# [Task to complete]
Quote every line of the data below verbatim, from the first line through the last.

# [The data]
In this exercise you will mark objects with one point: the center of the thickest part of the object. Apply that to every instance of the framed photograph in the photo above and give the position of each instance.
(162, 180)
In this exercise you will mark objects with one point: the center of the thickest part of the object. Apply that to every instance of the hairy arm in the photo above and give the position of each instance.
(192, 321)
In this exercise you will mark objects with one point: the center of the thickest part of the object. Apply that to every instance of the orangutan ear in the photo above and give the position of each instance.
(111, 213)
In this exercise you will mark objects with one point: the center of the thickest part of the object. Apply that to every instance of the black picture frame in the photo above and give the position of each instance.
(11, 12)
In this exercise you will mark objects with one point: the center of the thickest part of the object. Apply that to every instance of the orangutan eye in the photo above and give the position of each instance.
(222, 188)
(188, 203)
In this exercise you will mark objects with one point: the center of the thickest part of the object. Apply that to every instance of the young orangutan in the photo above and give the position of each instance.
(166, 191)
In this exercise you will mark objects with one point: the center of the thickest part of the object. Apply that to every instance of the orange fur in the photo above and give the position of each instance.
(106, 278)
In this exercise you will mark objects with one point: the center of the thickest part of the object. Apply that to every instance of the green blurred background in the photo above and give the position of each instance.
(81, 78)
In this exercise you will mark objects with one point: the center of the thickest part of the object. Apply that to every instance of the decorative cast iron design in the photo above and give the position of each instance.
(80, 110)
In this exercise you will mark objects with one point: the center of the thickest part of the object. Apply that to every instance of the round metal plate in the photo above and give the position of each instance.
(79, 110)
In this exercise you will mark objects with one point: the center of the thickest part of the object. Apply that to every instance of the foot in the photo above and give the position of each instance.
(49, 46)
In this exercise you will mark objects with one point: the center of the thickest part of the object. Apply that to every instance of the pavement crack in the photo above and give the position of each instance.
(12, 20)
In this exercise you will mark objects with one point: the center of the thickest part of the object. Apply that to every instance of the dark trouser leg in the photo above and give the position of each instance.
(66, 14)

# [Task solution]
In this exercise you will mark objects with one point: the center of the thickest part of the object. Apply that to every instance of the framed photograph in the photo above and give the position of each instance.
(162, 180)
In this exercise you will mark objects with one point: the center of the thickest part of the object. Apply that to every instance of the hairy arm in the photo above and give the position of each instance.
(192, 321)
In this exercise you will mark objects with one point: the center of the thickest part of the object. Apply that to every instance of the orangutan ear in the photo above and give the position of each instance.
(111, 213)
In this exercise you will mark objects with one point: the center of the thickest part of the object. Apply that to every instance of the black picture frame in the photo above and give the position of each instance.
(11, 12)
In this exercise you will mark objects with one point: the center of the thickest part of the object. Apply that to every instance of the orangutan eye in the photo above and give the position of each instance.
(222, 188)
(188, 203)
In this exercise you will mark objects with one point: the center of the thickest part of the object. Apply that to every instance of the young orangutan in the photo above and give the position of each instance.
(166, 191)
In this exercise you will mark objects with one point: the center of the thickest part of the object. Apply that to every instance of the orange fur in the photo above and give the position of each instance.
(106, 278)
In this exercise you will mark objects with one point: the center of the thickest part of the object. Apply that to every instance of the green blurred background in the photo above and give the position of each instance.
(81, 78)
In this exercise you will mark objects with one point: the center of the thickest part of the object. Apply that to every instance of the decorative cast iron design in the photo above and give the position of each instance.
(80, 110)
In this exercise you will mark objects with one point: the center of the thickest part of the object. Apply that to every instance of the round metal plate in the photo above and give the position of each instance.
(79, 110)
In this exercise you will mark objects with one point: the center of the thickest part of the object. Apply that to every instance of the foot in the photo above and give the position of each instance.
(49, 46)
In this exercise you will mark objects with one point: the center of the thickest part of the object. Apply that to every instance of the pavement crack in the photo above and give the position of each instance.
(12, 20)
In this exercise you will mark objects with one point: the center of the thickest part of the object. Apply that to every instance of the dark trouser leg in the photo above and give the position of each instance.
(66, 14)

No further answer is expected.